[QUESTIONS TO ANSWER]:
1. Quote the Grace Under Pressure text below between "Seeking Answers" and "to accessing care.", inclusive.
2. Condense the paragraph of the Grace Under Pressure text that opens "We speak colloquially" into a short bulleted list that keeps its main facts.

━━ EXCERPTED PASSAGE ━━

GRACE UNDER PRESSURE is a verbatim theatre project about the mental health of young doctors by David Williams, Paul Dwyer & the Sydney Arts & Health Collective (University of Sydney): Claire Hooker, Louise Nash, Karen Scott, Kimberley Ivory, Jo River, Paul Macneill and Jimmy Dalton.

“No doctor ever forgets the excruciating fear of that first day, first week, on the job. Tragically, for some, the fear doesn’t go away. In the nearly forty years since I started medical school, I have known of a number of suicides of colleagues and friends. These are simply the tip of an iceberg buoyed by the many that tried and failed, thought about it and changed their minds, numbed their pain with drugs and alcohol, or walked away from the profession completely in order to keep body and soul together.”

Seeking Answers

Simply asking the questions, “So why didn’t they get help?” or “why wasn’t help provided?” ignores the very significant determinants of psychological distress in the medical community and the barriers to accessing care.

We speak colloquially of medicine as one of the “caring” professions, yet there is ample evidence of the damage that medical practitioners do to one another. Bullying, harassment and “teaching by humiliation” are a common experience in hospitals, particularly for students and interns. Rates of clinical depression and anxiety, suicidal ideation and suicidal behaviour among this population are twice the national average (Beyond Blue, “National Mental Health Survey of Doctors and Medical Students”, 2013).

━━━
━━ DATASET EXTRACT ━━

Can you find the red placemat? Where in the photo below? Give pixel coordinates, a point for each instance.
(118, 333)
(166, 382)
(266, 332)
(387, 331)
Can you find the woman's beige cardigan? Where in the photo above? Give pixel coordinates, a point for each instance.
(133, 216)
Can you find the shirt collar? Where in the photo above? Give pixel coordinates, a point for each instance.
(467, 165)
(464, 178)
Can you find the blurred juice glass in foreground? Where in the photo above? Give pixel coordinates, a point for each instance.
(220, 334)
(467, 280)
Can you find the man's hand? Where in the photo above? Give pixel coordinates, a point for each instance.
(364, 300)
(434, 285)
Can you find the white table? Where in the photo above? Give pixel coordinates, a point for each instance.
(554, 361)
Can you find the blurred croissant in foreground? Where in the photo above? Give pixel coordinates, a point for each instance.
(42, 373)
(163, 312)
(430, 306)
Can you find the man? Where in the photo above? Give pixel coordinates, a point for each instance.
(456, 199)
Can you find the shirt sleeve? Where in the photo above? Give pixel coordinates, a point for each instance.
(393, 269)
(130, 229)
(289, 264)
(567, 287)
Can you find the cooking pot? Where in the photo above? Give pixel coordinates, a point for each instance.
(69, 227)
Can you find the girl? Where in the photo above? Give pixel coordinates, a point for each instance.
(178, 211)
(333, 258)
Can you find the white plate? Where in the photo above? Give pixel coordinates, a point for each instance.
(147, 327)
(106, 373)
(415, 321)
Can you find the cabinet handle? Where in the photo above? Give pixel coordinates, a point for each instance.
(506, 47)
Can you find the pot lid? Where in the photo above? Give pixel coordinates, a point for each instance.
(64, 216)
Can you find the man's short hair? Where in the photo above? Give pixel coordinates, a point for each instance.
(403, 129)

━━━
━━ DATASET EXTRACT ━━

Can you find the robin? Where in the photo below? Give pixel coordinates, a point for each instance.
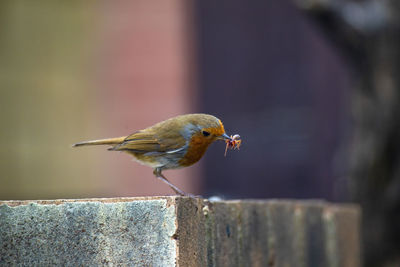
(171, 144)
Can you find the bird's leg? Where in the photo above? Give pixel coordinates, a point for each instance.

━━━

[SOLUTIONS BELOW]:
1.
Seeking Answers

Simply asking the questions, “So why didn’t they get help?” or “why wasn’t help provided?” ignores the very significant determinants of psychological distress in the medical community and the barriers to accessing care.

2.
- Medicine is informally called a "caring" profession, yet there is ample evidence that medical practitioners damage one another.
- Bullying, harassment and "teaching by humiliation" are common in hospitals, especially for students and interns.
- Among this population, rates of clinical depression, anxiety, suicidal ideation and suicidal behaviour are twice the national average (Beyond Blue, "National Mental Health Survey of Doctors and Medical Students", 2013).